━━━━━ Extract to read
Fallout from the conflict has drawn in Iran-aligned groups from Lebanon, Yemen, Iraq and Syria.

In Beirut on Wednesday, visiting U.S. envoy Amos Hochstein said he and Lebanon's parliamentary speaker Nabih Berri agreed "there is no more time to waste and there's no more valid excuses from any party for any further delay".

Berri is an ally of Lebanon's Iran-backed Hezbollah movement which has exchanged near-daily fire with Israeli forces in what Hezbollah says is support for Hamas.

  'Time is now' 

Hochstein said a deal in Gaza "would also help enable a diplomatic resolution here in Lebanon and that would prevent an outbreak of a wider war".

He added: "We have to take advantage of this window for diplomatic action and diplomatic solutions. That time is now."

A similar message came on Monday from France, Germany and Britain which jointly said there can be "no further delay" in reaching a Gaza truce. They urged Iran and its allies not to "further escalate" regional tensions.

Hamas's unprecedented Oct. 7 attack on southern Israel resulted in the deaths of 1,198 people, mostly civilians, according to Israeli official figures.

Militants also seized 251 people, 111 of whom are still held in Gaza, including 39 the military says are dead.

Mediation efforts have repeatedly stalled since a week-long truce in November when militants released dozens of Israeli and foreign hostages in exchange for Palestinian prisoners held in Israeli jails.
━━━━━━━━━━
━━━━━ Exercise data
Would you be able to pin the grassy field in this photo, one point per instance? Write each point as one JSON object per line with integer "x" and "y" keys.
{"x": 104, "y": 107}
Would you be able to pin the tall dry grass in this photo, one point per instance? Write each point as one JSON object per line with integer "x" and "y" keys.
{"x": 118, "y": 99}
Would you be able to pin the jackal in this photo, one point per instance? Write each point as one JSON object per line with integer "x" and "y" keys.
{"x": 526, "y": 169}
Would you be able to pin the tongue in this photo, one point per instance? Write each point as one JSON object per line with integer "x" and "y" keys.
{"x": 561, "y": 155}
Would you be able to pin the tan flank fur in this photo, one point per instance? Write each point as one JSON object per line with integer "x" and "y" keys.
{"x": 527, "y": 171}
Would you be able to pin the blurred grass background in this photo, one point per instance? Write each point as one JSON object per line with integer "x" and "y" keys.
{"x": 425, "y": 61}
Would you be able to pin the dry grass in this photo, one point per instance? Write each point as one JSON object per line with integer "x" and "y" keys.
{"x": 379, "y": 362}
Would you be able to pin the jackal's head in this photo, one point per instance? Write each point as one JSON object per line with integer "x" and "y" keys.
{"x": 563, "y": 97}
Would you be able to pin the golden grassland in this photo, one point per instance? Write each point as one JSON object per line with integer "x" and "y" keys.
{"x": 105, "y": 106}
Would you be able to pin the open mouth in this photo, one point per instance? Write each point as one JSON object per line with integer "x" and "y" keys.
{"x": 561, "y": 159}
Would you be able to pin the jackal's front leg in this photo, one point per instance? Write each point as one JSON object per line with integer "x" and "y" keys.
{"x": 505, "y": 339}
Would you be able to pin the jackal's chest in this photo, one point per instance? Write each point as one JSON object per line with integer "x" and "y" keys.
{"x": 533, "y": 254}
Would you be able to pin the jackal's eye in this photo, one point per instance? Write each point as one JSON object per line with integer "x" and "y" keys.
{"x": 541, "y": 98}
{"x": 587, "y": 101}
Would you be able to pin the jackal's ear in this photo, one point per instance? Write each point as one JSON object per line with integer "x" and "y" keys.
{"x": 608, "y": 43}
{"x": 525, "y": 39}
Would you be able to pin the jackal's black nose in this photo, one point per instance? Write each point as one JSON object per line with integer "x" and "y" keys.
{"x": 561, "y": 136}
━━━━━━━━━━
Exercise aim: Write out the article on Gaza truce diplomacy again, beginning at the words "Mediation efforts have" and stopping after "in Israeli jails.", and replace "stalled" with "faltered". The entries are separate material and have no connection to the text.

Exercise answer:
Mediation efforts have repeatedly faltered since a week-long truce in November when militants released dozens of Israeli and foreign hostages in exchange for Palestinian prisoners held in Israeli jails.